- **DATA SHOWN**
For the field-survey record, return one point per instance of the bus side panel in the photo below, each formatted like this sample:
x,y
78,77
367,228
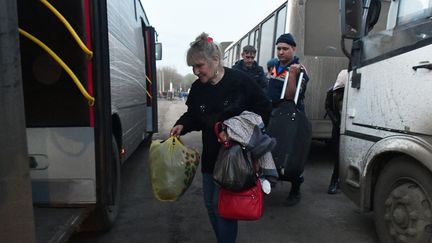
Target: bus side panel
x,y
397,100
127,70
63,165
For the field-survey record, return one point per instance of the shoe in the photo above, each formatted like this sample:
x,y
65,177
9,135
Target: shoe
x,y
333,187
292,199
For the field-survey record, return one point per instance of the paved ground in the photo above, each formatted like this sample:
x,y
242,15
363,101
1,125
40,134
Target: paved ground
x,y
319,218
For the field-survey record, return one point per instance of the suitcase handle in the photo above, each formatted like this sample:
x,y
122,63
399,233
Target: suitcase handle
x,y
219,127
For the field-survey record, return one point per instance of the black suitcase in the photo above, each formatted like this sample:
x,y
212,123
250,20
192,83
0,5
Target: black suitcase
x,y
293,133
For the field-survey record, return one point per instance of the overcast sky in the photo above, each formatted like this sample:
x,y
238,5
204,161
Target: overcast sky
x,y
179,22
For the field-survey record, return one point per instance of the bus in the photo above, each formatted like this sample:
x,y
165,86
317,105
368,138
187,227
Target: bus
x,y
90,99
314,25
386,131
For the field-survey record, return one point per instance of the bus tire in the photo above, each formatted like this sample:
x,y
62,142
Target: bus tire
x,y
403,202
102,218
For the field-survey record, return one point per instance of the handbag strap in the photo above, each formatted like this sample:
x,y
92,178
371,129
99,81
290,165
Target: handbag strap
x,y
219,127
251,161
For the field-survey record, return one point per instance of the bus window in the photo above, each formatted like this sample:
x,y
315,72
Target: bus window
x,y
280,24
322,35
267,40
413,10
256,37
243,43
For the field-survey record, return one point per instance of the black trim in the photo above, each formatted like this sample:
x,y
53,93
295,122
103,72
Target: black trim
x,y
389,129
102,90
362,136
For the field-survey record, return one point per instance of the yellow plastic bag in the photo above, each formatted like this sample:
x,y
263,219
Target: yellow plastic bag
x,y
172,168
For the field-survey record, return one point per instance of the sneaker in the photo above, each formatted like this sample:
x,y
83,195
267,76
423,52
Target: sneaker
x,y
292,199
333,187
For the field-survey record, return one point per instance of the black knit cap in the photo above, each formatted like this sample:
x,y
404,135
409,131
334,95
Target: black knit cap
x,y
286,38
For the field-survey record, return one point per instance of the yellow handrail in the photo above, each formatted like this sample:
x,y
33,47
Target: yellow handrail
x,y
69,27
77,82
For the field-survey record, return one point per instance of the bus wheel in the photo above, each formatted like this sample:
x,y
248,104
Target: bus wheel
x,y
104,215
402,202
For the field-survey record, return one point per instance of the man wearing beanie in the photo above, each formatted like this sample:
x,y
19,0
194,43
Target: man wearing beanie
x,y
287,63
249,66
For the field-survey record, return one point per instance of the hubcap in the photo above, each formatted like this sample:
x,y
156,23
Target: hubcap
x,y
408,214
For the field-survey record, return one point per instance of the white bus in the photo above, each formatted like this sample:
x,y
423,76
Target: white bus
x,y
76,148
314,25
386,131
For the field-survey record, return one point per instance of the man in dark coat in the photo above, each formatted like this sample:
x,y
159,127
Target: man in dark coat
x,y
249,66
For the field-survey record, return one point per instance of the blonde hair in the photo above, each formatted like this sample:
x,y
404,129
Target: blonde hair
x,y
203,48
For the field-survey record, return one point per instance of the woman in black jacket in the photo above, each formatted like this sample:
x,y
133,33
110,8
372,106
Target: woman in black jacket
x,y
219,93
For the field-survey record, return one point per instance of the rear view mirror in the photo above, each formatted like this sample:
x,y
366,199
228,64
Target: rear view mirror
x,y
351,18
158,51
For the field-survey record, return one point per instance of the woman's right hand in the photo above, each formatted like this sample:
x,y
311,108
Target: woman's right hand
x,y
176,130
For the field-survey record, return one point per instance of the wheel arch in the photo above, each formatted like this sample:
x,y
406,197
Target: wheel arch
x,y
419,150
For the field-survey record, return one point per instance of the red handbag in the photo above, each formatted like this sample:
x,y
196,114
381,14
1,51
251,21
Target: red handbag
x,y
244,205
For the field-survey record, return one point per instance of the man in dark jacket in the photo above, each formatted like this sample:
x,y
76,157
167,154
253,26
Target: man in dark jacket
x,y
249,66
287,63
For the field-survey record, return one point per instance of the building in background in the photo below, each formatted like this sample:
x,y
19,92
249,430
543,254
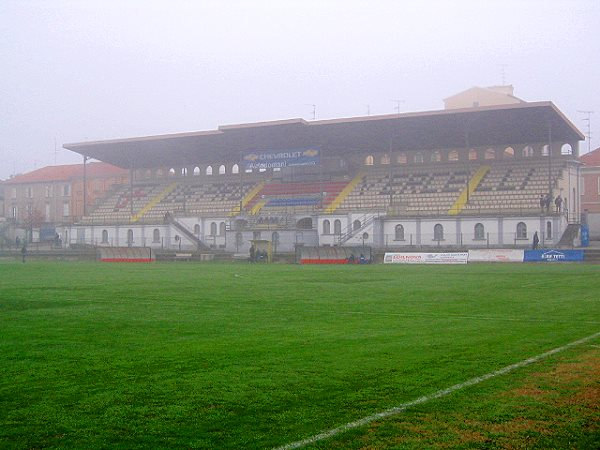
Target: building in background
x,y
41,200
590,191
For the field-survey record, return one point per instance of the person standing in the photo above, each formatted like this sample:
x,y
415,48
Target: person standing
x,y
536,241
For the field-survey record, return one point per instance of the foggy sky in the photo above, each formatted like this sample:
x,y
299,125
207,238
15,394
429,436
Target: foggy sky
x,y
82,70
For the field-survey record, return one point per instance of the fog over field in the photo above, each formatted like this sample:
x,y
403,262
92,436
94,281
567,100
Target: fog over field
x,y
90,70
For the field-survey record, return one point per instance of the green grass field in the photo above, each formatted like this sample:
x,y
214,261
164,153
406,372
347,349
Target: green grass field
x,y
183,355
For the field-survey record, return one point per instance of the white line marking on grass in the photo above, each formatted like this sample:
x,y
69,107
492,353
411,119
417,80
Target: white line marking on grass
x,y
426,398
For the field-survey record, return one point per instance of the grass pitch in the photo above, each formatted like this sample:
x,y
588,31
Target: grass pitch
x,y
237,356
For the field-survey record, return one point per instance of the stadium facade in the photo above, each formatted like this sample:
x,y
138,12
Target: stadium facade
x,y
459,177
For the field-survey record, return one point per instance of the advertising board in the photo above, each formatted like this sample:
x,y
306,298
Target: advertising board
x,y
495,255
426,258
553,255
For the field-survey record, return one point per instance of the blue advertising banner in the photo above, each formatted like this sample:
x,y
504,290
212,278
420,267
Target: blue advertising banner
x,y
282,158
553,255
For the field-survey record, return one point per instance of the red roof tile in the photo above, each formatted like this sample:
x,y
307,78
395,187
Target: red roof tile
x,y
592,158
67,173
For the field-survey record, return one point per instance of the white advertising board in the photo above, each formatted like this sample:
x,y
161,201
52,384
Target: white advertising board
x,y
426,258
495,255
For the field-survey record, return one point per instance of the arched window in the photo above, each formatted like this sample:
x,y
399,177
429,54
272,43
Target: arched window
x,y
490,153
438,232
399,233
527,151
479,231
337,226
521,230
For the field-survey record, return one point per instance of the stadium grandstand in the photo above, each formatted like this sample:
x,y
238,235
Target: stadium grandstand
x,y
471,175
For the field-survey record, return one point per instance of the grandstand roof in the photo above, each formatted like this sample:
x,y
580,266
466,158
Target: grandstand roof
x,y
493,125
592,158
67,173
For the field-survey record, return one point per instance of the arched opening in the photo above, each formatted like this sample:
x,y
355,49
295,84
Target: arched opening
x,y
566,149
305,223
527,151
337,227
521,230
438,232
479,231
489,153
399,233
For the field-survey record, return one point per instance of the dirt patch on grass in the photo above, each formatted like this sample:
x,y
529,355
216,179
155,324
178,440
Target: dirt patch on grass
x,y
550,409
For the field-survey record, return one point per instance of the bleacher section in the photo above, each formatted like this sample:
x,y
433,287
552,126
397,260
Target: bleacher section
x,y
426,190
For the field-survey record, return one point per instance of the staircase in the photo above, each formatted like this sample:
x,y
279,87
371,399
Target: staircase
x,y
187,233
570,233
365,221
463,198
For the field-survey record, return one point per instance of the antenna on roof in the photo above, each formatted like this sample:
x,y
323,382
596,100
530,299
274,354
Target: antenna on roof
x,y
588,135
398,105
503,73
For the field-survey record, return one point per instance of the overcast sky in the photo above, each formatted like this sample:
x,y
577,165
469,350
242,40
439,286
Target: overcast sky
x,y
80,70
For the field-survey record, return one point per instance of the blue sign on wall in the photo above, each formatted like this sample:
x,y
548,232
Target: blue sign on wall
x,y
553,255
282,158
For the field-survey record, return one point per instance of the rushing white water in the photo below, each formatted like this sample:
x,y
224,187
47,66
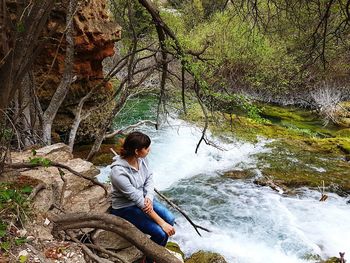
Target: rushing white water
x,y
250,224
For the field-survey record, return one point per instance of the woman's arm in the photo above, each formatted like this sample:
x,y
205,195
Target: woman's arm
x,y
123,184
149,183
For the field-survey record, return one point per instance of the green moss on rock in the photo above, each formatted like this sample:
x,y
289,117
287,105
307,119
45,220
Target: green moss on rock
x,y
206,257
176,248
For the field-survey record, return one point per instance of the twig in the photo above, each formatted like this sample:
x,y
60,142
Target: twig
x,y
182,212
37,253
323,195
106,251
36,190
63,187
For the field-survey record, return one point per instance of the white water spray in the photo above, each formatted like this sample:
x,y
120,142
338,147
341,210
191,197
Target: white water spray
x,y
250,224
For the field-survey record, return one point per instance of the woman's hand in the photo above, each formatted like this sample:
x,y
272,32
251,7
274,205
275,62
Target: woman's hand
x,y
148,206
168,229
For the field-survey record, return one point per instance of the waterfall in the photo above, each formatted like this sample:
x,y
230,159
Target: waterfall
x,y
249,223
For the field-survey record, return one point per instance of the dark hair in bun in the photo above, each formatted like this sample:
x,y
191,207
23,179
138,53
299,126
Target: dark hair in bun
x,y
134,141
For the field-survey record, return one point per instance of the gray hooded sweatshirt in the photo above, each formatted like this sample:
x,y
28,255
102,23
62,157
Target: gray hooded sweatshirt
x,y
131,186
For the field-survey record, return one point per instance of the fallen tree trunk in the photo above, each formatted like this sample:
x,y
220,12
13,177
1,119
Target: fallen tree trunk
x,y
116,225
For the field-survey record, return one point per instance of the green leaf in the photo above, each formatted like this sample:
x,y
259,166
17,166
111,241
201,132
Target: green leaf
x,y
5,245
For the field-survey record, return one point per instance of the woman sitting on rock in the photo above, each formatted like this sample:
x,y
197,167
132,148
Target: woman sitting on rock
x,y
133,191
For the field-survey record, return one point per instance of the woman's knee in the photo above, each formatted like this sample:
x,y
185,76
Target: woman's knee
x,y
169,218
164,213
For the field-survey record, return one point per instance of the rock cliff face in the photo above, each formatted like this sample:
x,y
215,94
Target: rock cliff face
x,y
95,35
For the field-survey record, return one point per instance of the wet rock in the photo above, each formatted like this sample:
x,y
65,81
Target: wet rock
x,y
206,257
58,152
109,240
278,187
239,174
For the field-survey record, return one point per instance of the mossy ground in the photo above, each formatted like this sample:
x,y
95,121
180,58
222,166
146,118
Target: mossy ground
x,y
302,152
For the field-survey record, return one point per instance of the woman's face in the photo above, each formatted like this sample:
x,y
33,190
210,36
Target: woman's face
x,y
142,153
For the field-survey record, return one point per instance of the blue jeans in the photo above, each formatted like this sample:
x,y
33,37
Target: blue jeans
x,y
142,221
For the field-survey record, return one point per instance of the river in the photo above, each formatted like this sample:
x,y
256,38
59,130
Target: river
x,y
249,223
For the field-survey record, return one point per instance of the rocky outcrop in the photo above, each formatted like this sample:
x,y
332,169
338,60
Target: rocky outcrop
x,y
343,114
79,195
95,35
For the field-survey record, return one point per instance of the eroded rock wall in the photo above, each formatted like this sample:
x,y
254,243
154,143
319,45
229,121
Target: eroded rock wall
x,y
95,35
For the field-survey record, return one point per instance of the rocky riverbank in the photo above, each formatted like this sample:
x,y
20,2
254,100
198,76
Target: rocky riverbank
x,y
59,192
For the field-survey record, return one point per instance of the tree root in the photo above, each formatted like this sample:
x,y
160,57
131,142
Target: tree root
x,y
116,225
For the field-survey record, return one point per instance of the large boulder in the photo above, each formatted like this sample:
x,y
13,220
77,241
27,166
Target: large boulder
x,y
95,35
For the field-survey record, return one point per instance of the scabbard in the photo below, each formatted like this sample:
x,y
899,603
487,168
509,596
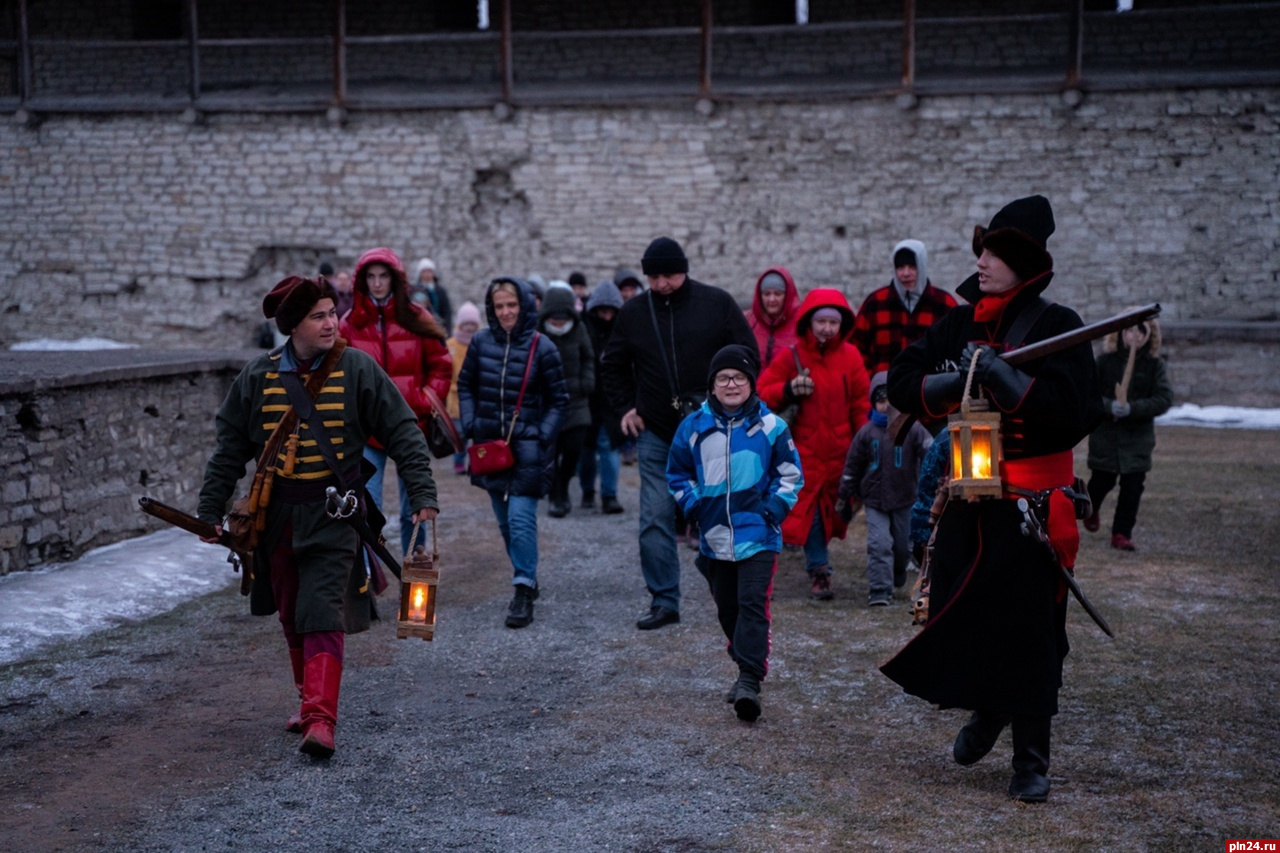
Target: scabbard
x,y
357,523
1084,602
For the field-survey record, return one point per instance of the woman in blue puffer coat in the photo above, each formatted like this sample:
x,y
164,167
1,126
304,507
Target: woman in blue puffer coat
x,y
489,387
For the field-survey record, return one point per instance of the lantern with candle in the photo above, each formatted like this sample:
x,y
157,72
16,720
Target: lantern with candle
x,y
420,574
976,450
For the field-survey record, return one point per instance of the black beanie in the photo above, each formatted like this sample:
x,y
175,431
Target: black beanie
x,y
292,299
664,258
735,356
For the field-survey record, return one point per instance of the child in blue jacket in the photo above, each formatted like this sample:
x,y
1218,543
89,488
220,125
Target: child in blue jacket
x,y
735,470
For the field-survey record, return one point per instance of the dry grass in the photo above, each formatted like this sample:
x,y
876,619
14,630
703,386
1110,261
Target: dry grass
x,y
1166,737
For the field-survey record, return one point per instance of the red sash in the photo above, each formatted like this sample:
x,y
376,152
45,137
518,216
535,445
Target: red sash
x,y
1043,473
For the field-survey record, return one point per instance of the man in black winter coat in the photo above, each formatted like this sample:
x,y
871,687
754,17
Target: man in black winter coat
x,y
654,370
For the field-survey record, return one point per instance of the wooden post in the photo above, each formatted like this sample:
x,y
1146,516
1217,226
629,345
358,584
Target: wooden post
x,y
1075,50
908,45
23,54
506,62
704,68
339,53
193,49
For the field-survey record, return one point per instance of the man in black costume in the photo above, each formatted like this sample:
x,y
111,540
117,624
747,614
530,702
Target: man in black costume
x,y
996,634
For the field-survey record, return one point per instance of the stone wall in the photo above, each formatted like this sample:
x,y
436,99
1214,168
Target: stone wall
x,y
152,231
83,436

- **INSTRUCTIONS TO FOLLOW**
Take the line that contains "of the wooden" and every line after it through the end of the listing above, and repeat them exactly.

- **OUTPUT FOR THIS EXERCISE**
For the field-survey record, return one point per instance of the wooden post in the photo above, each formatted like this sample:
x,y
1146,516
1217,226
629,345
358,584
Target: wooden post
x,y
1075,50
908,45
23,54
506,62
704,68
339,53
193,49
For the field-survey record, return one point per instance of the man in black costume in the photo above, each formatted like this sample:
x,y
111,540
117,624
747,614
530,702
Target: man in black costume
x,y
996,634
For the field-survey record, return one point per instance of the stone wall in the photo above, each formatted like this sample:
x,y
436,99
1214,168
Target: stone wall
x,y
152,231
83,436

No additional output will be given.